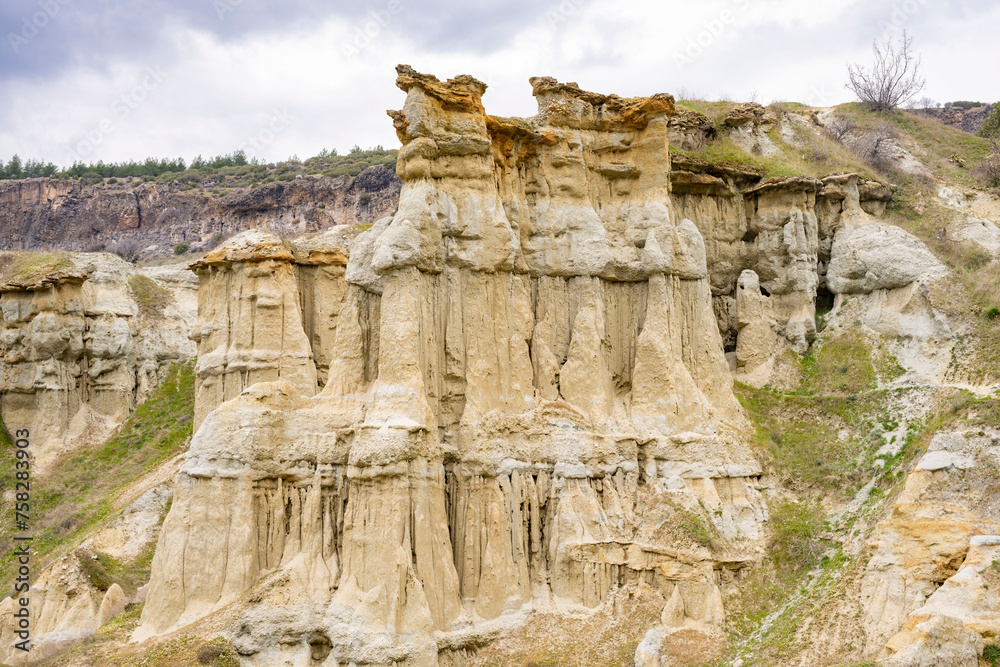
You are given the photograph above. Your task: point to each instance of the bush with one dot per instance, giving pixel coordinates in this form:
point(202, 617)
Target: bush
point(94, 570)
point(893, 78)
point(991, 128)
point(128, 249)
point(209, 652)
point(150, 296)
point(795, 545)
point(988, 171)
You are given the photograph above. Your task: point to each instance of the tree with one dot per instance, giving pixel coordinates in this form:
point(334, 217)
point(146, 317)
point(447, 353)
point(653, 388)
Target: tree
point(894, 76)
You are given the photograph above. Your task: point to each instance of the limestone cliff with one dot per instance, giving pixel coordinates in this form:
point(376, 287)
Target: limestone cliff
point(523, 375)
point(83, 336)
point(499, 426)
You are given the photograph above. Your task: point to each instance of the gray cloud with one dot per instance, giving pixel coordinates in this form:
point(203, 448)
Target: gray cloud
point(46, 37)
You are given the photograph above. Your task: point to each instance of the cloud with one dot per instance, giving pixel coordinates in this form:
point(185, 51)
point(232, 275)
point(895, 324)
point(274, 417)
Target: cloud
point(305, 75)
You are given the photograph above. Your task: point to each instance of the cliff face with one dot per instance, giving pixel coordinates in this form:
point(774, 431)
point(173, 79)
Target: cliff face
point(526, 379)
point(50, 214)
point(83, 336)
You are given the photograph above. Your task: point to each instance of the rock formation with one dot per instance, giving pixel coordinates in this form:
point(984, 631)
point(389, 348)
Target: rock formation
point(67, 602)
point(83, 336)
point(524, 376)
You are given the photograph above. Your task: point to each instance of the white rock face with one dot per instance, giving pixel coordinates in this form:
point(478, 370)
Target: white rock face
point(871, 255)
point(525, 375)
point(65, 604)
point(81, 341)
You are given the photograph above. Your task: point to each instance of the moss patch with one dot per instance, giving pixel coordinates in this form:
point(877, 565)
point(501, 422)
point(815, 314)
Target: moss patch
point(150, 296)
point(23, 266)
point(80, 490)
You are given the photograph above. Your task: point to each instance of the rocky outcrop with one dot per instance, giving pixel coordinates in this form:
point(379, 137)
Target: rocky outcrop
point(54, 214)
point(73, 596)
point(926, 590)
point(524, 382)
point(968, 120)
point(83, 336)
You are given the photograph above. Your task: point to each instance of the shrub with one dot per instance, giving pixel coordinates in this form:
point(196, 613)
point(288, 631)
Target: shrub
point(209, 652)
point(991, 128)
point(94, 570)
point(795, 545)
point(988, 170)
point(150, 296)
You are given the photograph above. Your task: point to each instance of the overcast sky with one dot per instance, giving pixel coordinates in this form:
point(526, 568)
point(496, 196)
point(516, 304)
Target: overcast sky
point(113, 80)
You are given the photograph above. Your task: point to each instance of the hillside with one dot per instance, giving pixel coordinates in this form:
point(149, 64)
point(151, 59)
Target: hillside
point(559, 395)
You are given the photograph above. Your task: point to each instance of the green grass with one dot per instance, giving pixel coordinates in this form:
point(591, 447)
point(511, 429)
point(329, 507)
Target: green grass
point(22, 266)
point(800, 434)
point(812, 153)
point(795, 547)
point(79, 491)
point(944, 149)
point(841, 365)
point(150, 296)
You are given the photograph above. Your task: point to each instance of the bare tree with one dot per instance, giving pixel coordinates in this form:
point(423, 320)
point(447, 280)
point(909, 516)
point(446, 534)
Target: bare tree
point(894, 76)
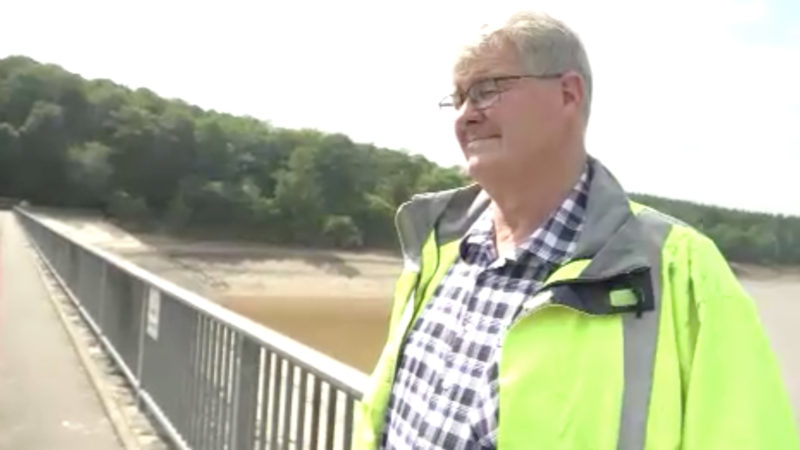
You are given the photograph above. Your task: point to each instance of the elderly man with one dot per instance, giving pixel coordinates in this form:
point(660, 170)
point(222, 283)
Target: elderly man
point(541, 308)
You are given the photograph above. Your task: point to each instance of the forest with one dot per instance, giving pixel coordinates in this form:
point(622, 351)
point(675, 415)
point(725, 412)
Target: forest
point(154, 163)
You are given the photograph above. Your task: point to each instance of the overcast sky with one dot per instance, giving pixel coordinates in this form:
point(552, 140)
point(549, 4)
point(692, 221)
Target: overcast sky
point(694, 99)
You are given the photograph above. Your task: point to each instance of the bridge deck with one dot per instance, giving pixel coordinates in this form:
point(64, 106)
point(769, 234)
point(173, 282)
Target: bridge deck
point(46, 399)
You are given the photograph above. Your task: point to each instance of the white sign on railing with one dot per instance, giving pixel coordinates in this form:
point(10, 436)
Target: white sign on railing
point(153, 312)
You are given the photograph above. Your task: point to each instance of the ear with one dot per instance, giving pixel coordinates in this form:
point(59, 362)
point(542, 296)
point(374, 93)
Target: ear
point(573, 91)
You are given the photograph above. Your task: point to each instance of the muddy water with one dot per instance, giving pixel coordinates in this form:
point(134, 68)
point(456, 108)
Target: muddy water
point(352, 331)
point(778, 302)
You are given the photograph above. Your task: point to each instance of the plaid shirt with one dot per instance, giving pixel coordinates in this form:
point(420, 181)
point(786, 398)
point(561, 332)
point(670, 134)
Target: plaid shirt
point(445, 394)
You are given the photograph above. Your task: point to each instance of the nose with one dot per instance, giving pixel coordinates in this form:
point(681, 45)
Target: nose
point(468, 114)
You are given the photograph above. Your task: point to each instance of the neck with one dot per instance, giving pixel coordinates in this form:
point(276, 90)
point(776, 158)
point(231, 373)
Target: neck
point(523, 202)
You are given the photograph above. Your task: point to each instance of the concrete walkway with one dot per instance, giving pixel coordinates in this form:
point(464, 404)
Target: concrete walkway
point(46, 400)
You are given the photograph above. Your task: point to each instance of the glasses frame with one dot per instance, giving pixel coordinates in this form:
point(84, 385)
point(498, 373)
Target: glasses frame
point(456, 100)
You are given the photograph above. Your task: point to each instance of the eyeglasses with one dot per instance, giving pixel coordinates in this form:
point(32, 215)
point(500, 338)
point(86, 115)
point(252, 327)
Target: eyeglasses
point(483, 93)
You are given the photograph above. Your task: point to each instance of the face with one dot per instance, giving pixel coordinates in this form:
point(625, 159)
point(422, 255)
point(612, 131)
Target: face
point(525, 125)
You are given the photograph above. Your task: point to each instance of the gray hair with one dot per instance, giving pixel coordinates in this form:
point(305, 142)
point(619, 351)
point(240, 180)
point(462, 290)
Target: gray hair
point(544, 44)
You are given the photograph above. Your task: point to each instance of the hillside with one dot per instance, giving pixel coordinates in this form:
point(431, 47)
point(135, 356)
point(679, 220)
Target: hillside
point(154, 163)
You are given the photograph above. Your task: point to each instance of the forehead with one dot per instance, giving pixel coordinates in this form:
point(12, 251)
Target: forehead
point(486, 61)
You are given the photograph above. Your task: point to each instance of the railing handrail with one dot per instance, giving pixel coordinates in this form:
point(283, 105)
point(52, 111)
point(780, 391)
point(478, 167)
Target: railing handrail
point(341, 375)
★ ★ ★ ★
* Task statement
Edit the records from the line containing "of the muddy" through the line containing "point(456, 100)", changing "Target" to "Object" and keeping everything else the same. Give back only those lines.

* Result of this task
You are given the photograph above. Your task: point to each instance of the muddy water with one dot per instance, giving pixel coordinates in this form:
point(134, 68)
point(456, 108)
Object: muddy water
point(352, 331)
point(778, 302)
You are given the photograph above. Your task: point to each instance of the plaid shirt with one dot per instance, giving pixel coordinates in this form:
point(420, 181)
point(786, 398)
point(561, 332)
point(670, 134)
Object: plaid shirt
point(445, 394)
You are given the photograph above. Your task: point to each instance of the nose with one dot per instance, giving pixel coordinates in this form:
point(681, 45)
Object: nose
point(468, 114)
You are given the photograph above. Your task: point to each instance of the neck with one dot per instance, giving pixel coordinates in this form:
point(276, 90)
point(776, 158)
point(231, 373)
Object: neck
point(523, 202)
You are given the photograph above. Your task: point to each instance of the concrete walkway with one dot per instance, giving pixel coordinates in this form:
point(464, 404)
Object: concrete walkway
point(46, 400)
You are given the photograph above. Your task: point to each instance of the glasses frame with one dot per instance, giving pixel coordinates in this form:
point(84, 385)
point(498, 373)
Object: glasses frame
point(456, 100)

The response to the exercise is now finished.